EXERCISE BRIEF »
Below is a block of records. Copy every line in it that contains the word "snow".

BEGIN

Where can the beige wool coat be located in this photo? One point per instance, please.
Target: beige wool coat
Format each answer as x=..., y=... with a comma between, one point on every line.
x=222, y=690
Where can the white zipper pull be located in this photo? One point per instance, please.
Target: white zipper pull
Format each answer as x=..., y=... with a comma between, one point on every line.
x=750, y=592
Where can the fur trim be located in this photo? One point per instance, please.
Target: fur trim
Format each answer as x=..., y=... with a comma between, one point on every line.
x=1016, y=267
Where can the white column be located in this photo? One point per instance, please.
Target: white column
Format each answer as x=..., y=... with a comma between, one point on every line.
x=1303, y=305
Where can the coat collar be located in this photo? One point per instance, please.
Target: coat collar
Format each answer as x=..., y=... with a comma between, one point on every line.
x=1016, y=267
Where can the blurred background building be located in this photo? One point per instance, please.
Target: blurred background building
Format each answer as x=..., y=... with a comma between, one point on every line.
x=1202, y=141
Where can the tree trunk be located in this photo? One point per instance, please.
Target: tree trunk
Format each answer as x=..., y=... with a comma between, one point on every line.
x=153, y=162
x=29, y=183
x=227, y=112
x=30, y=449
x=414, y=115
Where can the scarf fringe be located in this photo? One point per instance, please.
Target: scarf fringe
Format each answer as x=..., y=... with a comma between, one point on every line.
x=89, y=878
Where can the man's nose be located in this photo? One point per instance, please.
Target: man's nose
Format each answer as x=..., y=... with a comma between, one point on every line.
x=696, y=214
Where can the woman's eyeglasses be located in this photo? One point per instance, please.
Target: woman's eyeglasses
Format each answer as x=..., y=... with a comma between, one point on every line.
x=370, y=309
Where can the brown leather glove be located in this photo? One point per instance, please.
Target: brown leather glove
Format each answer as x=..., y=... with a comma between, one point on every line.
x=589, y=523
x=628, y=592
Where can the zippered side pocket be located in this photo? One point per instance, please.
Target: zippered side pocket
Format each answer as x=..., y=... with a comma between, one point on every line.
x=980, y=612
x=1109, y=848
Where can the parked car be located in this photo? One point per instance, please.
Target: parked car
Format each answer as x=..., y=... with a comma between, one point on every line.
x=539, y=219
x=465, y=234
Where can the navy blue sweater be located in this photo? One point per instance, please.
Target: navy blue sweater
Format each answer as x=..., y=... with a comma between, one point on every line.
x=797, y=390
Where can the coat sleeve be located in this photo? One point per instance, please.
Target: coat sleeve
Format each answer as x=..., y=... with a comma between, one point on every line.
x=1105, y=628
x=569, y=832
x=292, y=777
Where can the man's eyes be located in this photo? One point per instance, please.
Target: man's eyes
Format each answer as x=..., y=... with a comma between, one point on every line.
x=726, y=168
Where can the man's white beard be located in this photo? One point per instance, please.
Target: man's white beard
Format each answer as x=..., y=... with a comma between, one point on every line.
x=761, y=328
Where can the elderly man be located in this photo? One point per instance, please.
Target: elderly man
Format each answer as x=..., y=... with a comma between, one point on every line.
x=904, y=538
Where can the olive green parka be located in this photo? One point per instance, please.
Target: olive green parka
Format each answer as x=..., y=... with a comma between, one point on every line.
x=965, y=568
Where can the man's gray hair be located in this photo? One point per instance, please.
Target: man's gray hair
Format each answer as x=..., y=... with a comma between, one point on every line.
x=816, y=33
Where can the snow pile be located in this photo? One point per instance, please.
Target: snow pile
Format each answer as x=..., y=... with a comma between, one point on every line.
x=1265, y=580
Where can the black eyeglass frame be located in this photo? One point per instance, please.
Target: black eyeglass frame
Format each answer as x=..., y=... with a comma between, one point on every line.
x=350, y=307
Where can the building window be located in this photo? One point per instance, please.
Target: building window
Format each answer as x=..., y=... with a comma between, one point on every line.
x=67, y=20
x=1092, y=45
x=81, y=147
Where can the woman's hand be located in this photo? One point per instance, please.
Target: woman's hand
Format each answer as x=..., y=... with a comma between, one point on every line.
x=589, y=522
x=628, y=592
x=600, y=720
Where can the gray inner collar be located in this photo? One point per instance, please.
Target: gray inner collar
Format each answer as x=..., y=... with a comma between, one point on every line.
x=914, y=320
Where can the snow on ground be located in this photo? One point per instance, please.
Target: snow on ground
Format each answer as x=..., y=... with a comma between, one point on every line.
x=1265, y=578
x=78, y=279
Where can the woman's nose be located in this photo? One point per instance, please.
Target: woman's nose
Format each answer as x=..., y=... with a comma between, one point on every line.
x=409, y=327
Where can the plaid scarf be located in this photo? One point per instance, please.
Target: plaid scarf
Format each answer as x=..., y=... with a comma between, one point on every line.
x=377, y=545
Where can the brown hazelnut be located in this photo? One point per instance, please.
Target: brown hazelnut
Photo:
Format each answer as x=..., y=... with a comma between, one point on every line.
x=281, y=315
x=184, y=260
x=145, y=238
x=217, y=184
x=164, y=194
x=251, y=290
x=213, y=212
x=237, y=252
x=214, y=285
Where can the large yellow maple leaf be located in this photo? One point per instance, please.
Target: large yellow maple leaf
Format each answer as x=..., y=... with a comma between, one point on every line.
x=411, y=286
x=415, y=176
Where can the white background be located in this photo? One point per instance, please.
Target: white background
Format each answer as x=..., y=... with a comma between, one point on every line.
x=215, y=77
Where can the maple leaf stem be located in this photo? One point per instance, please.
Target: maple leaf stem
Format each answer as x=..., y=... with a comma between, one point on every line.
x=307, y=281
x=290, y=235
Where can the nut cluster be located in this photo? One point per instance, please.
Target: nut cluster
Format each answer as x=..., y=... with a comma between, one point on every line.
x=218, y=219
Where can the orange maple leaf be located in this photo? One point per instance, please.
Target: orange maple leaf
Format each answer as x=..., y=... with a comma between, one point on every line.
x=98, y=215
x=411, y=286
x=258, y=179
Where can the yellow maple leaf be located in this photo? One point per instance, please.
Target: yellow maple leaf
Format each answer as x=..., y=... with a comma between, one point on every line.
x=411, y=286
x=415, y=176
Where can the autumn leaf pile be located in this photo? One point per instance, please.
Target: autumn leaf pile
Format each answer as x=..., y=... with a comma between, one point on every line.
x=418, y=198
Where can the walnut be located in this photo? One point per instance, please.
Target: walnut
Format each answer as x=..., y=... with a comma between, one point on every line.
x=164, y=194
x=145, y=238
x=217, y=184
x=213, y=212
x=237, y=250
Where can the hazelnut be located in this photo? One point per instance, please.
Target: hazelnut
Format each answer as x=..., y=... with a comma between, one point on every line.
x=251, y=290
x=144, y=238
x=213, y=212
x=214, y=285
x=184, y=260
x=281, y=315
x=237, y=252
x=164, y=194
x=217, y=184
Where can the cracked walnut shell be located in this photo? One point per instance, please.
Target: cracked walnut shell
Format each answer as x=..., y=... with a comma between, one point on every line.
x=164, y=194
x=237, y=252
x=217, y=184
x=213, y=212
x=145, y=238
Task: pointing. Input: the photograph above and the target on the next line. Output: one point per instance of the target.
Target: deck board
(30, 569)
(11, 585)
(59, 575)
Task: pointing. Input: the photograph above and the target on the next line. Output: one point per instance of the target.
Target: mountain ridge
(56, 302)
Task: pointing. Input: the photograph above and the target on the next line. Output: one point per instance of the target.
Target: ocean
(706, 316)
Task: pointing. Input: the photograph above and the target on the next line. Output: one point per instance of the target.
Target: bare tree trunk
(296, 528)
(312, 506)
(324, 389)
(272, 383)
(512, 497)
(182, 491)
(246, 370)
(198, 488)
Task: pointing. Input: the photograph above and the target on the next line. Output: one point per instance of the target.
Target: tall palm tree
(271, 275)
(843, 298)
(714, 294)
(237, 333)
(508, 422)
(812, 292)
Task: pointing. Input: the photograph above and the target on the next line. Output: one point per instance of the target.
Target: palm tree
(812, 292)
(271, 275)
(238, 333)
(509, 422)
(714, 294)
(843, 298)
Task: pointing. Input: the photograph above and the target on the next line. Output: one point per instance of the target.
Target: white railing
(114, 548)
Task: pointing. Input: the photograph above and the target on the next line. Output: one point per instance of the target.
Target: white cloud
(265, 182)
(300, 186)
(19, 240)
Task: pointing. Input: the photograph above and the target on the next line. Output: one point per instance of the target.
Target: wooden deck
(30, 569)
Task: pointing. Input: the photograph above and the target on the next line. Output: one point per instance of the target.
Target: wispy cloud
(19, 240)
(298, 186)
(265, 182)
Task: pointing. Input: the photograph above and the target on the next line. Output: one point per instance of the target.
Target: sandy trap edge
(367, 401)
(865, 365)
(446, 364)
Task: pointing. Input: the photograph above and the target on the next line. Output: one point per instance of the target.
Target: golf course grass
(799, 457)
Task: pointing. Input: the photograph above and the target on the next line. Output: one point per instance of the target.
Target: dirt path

END

EXERCISE ANSWER »
Where can the snow pile be located in this photo? One point per instance, please.
Target: snow pile
Where can the snow on ground be located in this photo? One point per instance, please.
Target: snow on ground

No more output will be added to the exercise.